== SUPPLIED RECORDS

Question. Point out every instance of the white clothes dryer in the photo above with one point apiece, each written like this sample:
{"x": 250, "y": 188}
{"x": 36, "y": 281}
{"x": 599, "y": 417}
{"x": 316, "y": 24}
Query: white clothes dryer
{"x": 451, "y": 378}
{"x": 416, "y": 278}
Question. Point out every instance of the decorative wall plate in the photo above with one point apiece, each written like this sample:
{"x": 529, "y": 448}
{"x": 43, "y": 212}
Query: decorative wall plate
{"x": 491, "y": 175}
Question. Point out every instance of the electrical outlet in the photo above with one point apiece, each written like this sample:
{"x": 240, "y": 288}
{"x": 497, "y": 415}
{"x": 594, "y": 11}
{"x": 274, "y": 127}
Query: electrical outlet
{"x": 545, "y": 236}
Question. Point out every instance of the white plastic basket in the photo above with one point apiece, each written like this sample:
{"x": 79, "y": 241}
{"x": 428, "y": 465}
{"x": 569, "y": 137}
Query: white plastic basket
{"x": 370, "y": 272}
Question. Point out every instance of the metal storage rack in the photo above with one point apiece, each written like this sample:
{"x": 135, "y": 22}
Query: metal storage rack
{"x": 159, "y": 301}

====

* [THE PROBLEM]
Beginning at the line that holds "Query: electrical outlet", reproduce each line of the records above down to and including the last one.

* [EXERCISE OUTPUT]
Query: electrical outlet
{"x": 545, "y": 236}
Question. Point out every instance of the white plastic basket in the photo above with one point apiece, each written like this sample:
{"x": 79, "y": 241}
{"x": 428, "y": 465}
{"x": 569, "y": 137}
Query: white plastic basket
{"x": 370, "y": 272}
Question. Point out every instance of the metal storage rack in the photo above with one point apiece, each written like this sample:
{"x": 135, "y": 22}
Query: metal storage rack
{"x": 159, "y": 301}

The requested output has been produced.